**TASK ITEM:** Quote in full the thesis abstract on decoding hand kinematics from MEG brain activity.

[SUPPLIED TEXT]

Using deep learning to predict continuous hand kinematics from magnetoencephalographic (MEG) measurements of electromagnetic brain activity.

Abstract

Brain imaging techniques aim to study and discover hidden patterns from the brain activity that can lead to a better understanding of brain dynamics as well as to better clinical diagnoses. However, the brain is a complex system. Therefore, the encoded information is tedious to extract and analyze. In recent years, deep learning has outperformed state-of-the-art statistical techniques in different fields, such as computer vision and speech recognition. The reason for this is mainly its capability to extract complex patterns throughout an automatic end-to-end learning process. Thus, the main goal of the thesis was to investigate the potential and limitations of deep learning (DL) techniques to decode continuous hand-kinematics parameters from electromagnetic brain activity measured with magnetoencephalography (MEG).

The primary thesis experiment consisted of decoding circular hand-movement captured using accelerometers placed on the back of both subject hands. Specifically, the principal analysis was a within-subject experiment. The primary baseline approach used as a comparison to the DL proposed solutions is a state-of-the-art algorithm called Source Power Comodulation (SPoC), previously used to model regression tasks. It performs spatial filtering of the MEG data estimating the source space that maximally correlates with the continuous target value, and, eventually, uses the estimated source space to predict the target.

[/SUPPLIED TEXT]
[RECORDS SHOWN]

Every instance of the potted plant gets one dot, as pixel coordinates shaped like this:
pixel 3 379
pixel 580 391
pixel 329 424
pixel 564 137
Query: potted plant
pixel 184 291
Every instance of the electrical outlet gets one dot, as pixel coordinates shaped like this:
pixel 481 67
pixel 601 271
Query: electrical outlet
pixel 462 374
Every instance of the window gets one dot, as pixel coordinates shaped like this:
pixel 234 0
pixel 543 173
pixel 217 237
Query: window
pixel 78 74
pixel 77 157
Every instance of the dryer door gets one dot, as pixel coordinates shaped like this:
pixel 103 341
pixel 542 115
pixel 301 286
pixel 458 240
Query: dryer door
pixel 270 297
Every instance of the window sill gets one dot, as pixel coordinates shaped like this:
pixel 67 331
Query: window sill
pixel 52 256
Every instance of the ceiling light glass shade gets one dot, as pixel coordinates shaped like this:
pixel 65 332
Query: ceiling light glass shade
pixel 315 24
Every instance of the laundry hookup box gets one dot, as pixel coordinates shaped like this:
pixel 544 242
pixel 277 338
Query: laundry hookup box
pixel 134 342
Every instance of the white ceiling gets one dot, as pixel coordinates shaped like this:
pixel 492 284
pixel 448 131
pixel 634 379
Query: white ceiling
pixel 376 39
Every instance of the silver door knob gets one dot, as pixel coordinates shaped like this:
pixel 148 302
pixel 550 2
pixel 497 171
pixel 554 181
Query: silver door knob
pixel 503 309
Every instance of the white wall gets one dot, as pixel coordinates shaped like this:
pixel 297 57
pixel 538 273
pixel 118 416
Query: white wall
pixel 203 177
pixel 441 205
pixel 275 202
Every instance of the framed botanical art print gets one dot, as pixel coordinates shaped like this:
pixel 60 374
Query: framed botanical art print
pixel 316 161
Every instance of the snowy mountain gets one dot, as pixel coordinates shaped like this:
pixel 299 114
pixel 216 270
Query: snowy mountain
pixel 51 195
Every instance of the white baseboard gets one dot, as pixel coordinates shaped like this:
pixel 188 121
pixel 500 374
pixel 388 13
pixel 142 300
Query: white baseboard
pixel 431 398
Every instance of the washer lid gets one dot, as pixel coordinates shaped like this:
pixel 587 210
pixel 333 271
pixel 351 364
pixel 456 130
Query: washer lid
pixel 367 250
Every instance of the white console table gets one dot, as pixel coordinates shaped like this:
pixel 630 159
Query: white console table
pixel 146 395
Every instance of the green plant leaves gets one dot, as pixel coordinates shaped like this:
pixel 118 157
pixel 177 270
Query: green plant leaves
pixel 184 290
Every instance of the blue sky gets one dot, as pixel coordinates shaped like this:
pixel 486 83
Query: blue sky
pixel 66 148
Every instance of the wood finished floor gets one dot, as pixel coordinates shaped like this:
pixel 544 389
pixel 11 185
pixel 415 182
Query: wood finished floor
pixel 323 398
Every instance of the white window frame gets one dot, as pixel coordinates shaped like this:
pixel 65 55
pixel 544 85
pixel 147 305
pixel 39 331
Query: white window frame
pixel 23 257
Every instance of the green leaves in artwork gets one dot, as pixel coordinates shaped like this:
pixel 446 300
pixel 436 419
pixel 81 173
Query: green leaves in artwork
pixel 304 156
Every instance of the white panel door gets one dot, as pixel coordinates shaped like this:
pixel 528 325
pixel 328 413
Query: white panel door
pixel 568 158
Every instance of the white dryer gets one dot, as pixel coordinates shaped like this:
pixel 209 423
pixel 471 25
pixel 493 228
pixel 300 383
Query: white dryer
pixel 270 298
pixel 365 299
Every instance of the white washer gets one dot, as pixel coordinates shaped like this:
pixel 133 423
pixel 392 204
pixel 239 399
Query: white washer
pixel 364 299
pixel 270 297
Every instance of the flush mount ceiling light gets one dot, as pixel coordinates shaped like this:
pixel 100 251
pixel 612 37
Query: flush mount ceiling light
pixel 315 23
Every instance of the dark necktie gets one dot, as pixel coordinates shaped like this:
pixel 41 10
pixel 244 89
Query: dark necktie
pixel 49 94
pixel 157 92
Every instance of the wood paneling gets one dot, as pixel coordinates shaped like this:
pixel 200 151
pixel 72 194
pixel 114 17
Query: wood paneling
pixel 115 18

[/RECORDS SHOWN]

**RESPONSE:**
Using deep learning to predict continuous hand kinematics from magnetoencephalographic (MEG) measurements of electromagnetic brain activity.

Abstract

Brain imaging techniques aim to study and discover hidden patterns from the brain activity that can lead to a better understanding of brain dynamics as well as to better clinical diagnoses. However, the brain is a complex system. Therefore, the encoded information is tedious to extract and analyze. In recent years, deep learning has outperformed state-of-the-art statistical techniques in different fields, such as computer vision and speech recognition. The reason for this is mainly its capability to extract complex patterns throughout an automatic end-to-end learning process. Thus, the main goal of the thesis was to investigate the potential and limitations of deep learning (DL) techniques to decode continuous hand-kinematics parameters from electromagnetic brain activity measured with magnetoencephalography (MEG).

The primary thesis experiment consisted of decoding circular hand-movement captured using accelerometers placed on the back of both subject hands. Specifically, the principal analysis was a within-subject experiment. The primary baseline approach used as a comparison to the DL proposed solutions is a state-of-the-art algorithm called Source Power Comodulation (SPoC), previously used to model regression tasks. It performs spatial filtering of the MEG data estimating the source space that maximally correlates with the continuous target value, and, eventually, uses the estimated source space to predict the target.